Exercise brief
Restate the listing that follows word for word, without its pictures.

[START]

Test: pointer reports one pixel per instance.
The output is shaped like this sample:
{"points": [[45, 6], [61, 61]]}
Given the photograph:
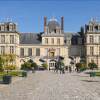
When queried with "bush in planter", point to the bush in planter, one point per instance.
{"points": [[10, 67]]}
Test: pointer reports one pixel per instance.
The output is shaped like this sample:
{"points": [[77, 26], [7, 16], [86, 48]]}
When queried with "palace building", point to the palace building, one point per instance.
{"points": [[51, 43]]}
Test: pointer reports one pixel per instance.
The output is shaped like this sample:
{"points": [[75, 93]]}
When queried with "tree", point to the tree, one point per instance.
{"points": [[92, 65], [1, 63]]}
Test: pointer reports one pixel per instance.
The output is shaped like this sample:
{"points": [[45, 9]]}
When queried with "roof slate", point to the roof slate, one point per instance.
{"points": [[29, 38]]}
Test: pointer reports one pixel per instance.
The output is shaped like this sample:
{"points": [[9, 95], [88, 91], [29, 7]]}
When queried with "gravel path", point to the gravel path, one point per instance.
{"points": [[47, 85]]}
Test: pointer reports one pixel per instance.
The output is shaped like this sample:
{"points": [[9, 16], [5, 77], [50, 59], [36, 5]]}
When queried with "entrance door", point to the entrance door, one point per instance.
{"points": [[51, 65]]}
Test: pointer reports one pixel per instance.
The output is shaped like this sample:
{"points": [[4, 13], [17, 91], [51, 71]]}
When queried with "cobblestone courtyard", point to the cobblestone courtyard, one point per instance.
{"points": [[47, 85]]}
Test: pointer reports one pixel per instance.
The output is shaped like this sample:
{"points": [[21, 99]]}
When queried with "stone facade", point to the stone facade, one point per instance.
{"points": [[51, 43]]}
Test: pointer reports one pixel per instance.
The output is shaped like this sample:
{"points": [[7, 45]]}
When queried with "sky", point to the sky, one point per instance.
{"points": [[29, 14]]}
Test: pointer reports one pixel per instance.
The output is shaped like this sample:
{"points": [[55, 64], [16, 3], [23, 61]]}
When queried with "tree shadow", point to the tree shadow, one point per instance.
{"points": [[90, 81], [81, 75]]}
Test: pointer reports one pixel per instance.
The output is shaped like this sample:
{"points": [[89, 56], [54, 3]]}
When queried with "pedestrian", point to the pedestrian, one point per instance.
{"points": [[70, 69], [56, 67], [33, 70]]}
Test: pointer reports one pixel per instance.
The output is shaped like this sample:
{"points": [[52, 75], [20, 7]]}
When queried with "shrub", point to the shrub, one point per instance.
{"points": [[10, 67]]}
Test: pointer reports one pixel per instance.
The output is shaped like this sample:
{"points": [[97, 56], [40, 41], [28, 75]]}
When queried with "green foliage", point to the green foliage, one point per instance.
{"points": [[26, 66], [45, 65], [92, 65]]}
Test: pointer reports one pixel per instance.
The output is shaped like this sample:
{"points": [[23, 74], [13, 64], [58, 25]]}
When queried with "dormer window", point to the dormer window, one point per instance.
{"points": [[54, 30]]}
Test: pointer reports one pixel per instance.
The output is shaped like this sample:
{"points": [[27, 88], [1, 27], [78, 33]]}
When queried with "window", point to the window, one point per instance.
{"points": [[2, 38], [11, 49], [46, 40], [46, 52], [52, 41], [11, 39], [2, 50], [37, 51], [22, 52], [91, 50], [7, 27], [58, 41], [91, 39], [29, 51]]}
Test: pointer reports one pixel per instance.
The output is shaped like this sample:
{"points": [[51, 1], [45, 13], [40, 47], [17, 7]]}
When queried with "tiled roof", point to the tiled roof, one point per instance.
{"points": [[29, 38]]}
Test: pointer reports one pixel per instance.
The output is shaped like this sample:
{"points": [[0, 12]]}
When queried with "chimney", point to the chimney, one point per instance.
{"points": [[45, 23], [62, 23]]}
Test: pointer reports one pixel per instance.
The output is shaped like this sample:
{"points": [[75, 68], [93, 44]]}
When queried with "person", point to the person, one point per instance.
{"points": [[61, 68], [70, 69], [33, 70]]}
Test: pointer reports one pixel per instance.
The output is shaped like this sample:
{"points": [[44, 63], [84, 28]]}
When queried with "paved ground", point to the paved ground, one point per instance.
{"points": [[48, 85]]}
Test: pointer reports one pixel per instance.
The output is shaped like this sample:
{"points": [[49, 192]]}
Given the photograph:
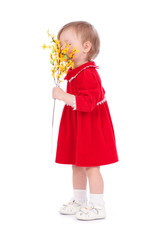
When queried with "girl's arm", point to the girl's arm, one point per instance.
{"points": [[69, 99]]}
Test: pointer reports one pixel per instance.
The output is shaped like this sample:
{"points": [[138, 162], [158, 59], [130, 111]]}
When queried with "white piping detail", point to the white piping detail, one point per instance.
{"points": [[80, 72], [74, 103], [102, 101], [75, 107]]}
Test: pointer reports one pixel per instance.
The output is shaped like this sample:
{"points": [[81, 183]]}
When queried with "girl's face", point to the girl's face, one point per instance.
{"points": [[70, 37]]}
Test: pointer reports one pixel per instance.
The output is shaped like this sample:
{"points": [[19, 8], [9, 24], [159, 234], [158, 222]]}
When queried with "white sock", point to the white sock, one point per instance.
{"points": [[97, 199], [80, 195]]}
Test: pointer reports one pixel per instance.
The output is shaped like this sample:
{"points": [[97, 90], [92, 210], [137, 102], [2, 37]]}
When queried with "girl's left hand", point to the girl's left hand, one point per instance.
{"points": [[58, 93]]}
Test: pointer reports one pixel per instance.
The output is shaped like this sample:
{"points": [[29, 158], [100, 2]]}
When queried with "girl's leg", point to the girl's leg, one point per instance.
{"points": [[79, 177], [79, 183], [96, 185], [95, 179]]}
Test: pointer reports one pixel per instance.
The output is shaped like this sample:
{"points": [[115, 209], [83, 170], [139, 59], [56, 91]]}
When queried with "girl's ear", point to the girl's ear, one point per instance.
{"points": [[87, 46]]}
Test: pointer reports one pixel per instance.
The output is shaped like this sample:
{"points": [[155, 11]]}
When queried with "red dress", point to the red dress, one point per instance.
{"points": [[86, 135]]}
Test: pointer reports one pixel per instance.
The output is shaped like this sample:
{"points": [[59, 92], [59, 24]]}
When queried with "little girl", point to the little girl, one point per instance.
{"points": [[86, 137]]}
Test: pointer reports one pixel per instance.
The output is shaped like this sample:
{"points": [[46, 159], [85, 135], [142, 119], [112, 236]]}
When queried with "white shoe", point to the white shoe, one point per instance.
{"points": [[71, 208], [91, 212]]}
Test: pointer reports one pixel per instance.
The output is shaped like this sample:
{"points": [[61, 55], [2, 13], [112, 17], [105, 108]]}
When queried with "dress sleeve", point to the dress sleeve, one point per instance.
{"points": [[88, 92]]}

[END]

Exercise answer
Test: pointer reports one pixel per instance.
The output is shaped like this sample:
{"points": [[45, 6], [61, 61]]}
Given the photograph:
When queried with "bush in planter", point to the bush in planter, one point per instance.
{"points": [[10, 67]]}
Test: pointer reports one pixel per instance.
The output is shaped like this sample:
{"points": [[77, 26], [7, 16], [86, 48]]}
When queried with "palace building", point to the palace building, one point per instance.
{"points": [[51, 43]]}
Test: pointer reports one pixel per instance.
The output is shaped like this sample:
{"points": [[75, 93]]}
When queried with "tree", point to the tree, one point per instance.
{"points": [[92, 65], [1, 63]]}
Test: pointer reports one pixel per instance.
The output is shaped like this sample:
{"points": [[45, 9]]}
When queried with "roof slate", point to the roof slate, one point per instance.
{"points": [[29, 38]]}
Test: pointer reports one pixel per instance.
The output is shaped like this sample:
{"points": [[9, 95], [88, 91], [29, 7]]}
When queried with "gravel path", point to the gravel path, one point per instance.
{"points": [[47, 85]]}
Test: pointer reports one pixel per instance.
The output is shaped like this sample:
{"points": [[9, 16], [5, 77], [50, 59], [36, 5]]}
When queried with "entrance door", point to the entrance door, one point per instance.
{"points": [[51, 65]]}
Test: pointer reports one pixel per instance.
The output is shaped like this sample:
{"points": [[4, 13], [17, 91], [51, 71]]}
When queried with "cobblestone courtyard", point to the cobblestone courtyard, one point per instance.
{"points": [[47, 85]]}
Test: pointer reports one pixel per instance.
The output is shaped like this sample:
{"points": [[21, 99]]}
When queried with "stone facade", point to the stone facade, one point per instance.
{"points": [[51, 43]]}
Test: pointer reports one pixel per instance.
The output is shaped like this sample:
{"points": [[7, 45]]}
When queried with "sky", point to the sky, one point per instance.
{"points": [[29, 14]]}
Test: pointer reports one pixel per instance.
The output is shaped like this sample:
{"points": [[55, 64], [16, 3], [23, 61]]}
When queried with "tree shadow", point to the tree shadow, one point per instance.
{"points": [[90, 81], [81, 75]]}
Test: pointer reports one pixel per instance.
The output is shaped like this sample:
{"points": [[89, 56], [54, 3]]}
When queried with "pedestrian", point to the pedestrian, one point per instance.
{"points": [[70, 69], [56, 67], [33, 70]]}
Test: pointer reports one pixel per instance.
The output is shaped like this sample:
{"points": [[52, 75], [20, 7]]}
When queried with "shrub", point to the shrub, one point per instance.
{"points": [[10, 67]]}
Test: pointer reports one pixel per instance.
The output is shaped like this sample:
{"points": [[97, 56], [40, 41], [28, 75]]}
When queried with "green foliage", point to the green foliage, one point per instance.
{"points": [[26, 66], [45, 65], [92, 65]]}
Test: pointer reports one pixel per instance.
The output is shaped like this sample:
{"points": [[23, 74], [13, 64], [58, 25]]}
When queried with "dormer window", point to the dormer window, one point per instance.
{"points": [[54, 30]]}
Test: pointer reports one pixel per instance.
The output is shaped like this sample:
{"points": [[27, 88], [1, 27], [78, 33]]}
When queried with "window", point to the window, one point per instance.
{"points": [[2, 38], [11, 49], [46, 40], [46, 52], [52, 41], [11, 39], [2, 50], [37, 51], [22, 52], [91, 50], [7, 27], [58, 41], [91, 39], [29, 51]]}
Test: pointer reports one pixel per instance.
The output is shaped like this sample:
{"points": [[51, 1], [45, 13], [40, 47], [17, 7]]}
When queried with "tiled roof", point to the tiled roof, one point per instance.
{"points": [[29, 38]]}
Test: pointer reports one pixel per instance.
The output is shaped like this sample:
{"points": [[0, 12]]}
When queried with "chimney", point to the chimney, one point per instance.
{"points": [[45, 23], [62, 23]]}
Test: pointer reports one pixel per instance.
The output is shaped like this sample:
{"points": [[75, 68], [93, 44]]}
When queried with "person", point to the person, one point per instance.
{"points": [[61, 68], [70, 69], [33, 70]]}
Test: pointer reports one pixel per instance.
The output is shaped like this sample:
{"points": [[44, 63], [84, 28]]}
When queried with "paved ground", point to the paved ground, one point per instance.
{"points": [[48, 85]]}
Test: pointer reports one pixel per instance.
The output is shaped like this sample:
{"points": [[49, 192]]}
Given the photograph:
When queried with "girl's arm", point to the girl's arm, one point per instance.
{"points": [[69, 99]]}
Test: pointer reports one pixel per instance.
The output is shaped like this sample:
{"points": [[138, 162], [158, 59], [130, 111]]}
When queried with "white piping detail", point to the white piping detail, one point per instance.
{"points": [[80, 72], [74, 103], [102, 101], [75, 107]]}
Test: pointer reports one pixel per instance.
The output is shaped like this sample:
{"points": [[81, 183]]}
When queried with "girl's face", point to the girl's face, one point per instance.
{"points": [[70, 37]]}
Test: pointer reports one pixel per instance.
The output is shaped like this sample:
{"points": [[19, 8], [9, 24], [159, 234], [158, 222]]}
When queried with "white sock", point to the white sock, one point per instance.
{"points": [[97, 199], [80, 195]]}
Test: pointer reports one pixel per instance.
The output is shaped like this sample:
{"points": [[97, 90], [92, 210], [137, 102], [2, 37]]}
When queried with "girl's left hand", point to the girl's left hand, one point per instance.
{"points": [[58, 93]]}
Test: pointer reports one pixel per instance.
The output is shaped like this sample:
{"points": [[29, 158], [100, 2]]}
When queried with "girl's leg", point to the girl's leg, one point per instance.
{"points": [[79, 177], [79, 183], [96, 185], [95, 179]]}
Test: pointer reports one pixel per instance.
The output is shaped like this sample:
{"points": [[115, 209], [83, 170], [139, 59], [56, 91]]}
When queried with "girl's ear", point to the girl's ear, one point per instance.
{"points": [[87, 46]]}
Test: pointer reports one pixel per instance.
The output is shaped like this sample:
{"points": [[155, 11]]}
When queried with "red dress", point to the red dress, one point per instance.
{"points": [[86, 135]]}
Test: pointer reports one pixel per instance.
The output is shaped like this sample:
{"points": [[59, 92], [59, 24]]}
When queried with "little girl", point to the little girl, one point per instance.
{"points": [[86, 137]]}
Test: pointer reports one pixel per instance.
The output is shaped like this sample:
{"points": [[46, 159], [85, 135], [142, 119], [112, 236]]}
When queried with "white shoe", point to the white shoe, one point per instance.
{"points": [[71, 208], [91, 212]]}
Test: pointer reports one pixel per instance.
The output is shaped like this sample:
{"points": [[61, 55], [2, 13], [112, 17], [105, 108]]}
When queried with "dress sleeve", point to the dress sleeve, one point per instance.
{"points": [[88, 92]]}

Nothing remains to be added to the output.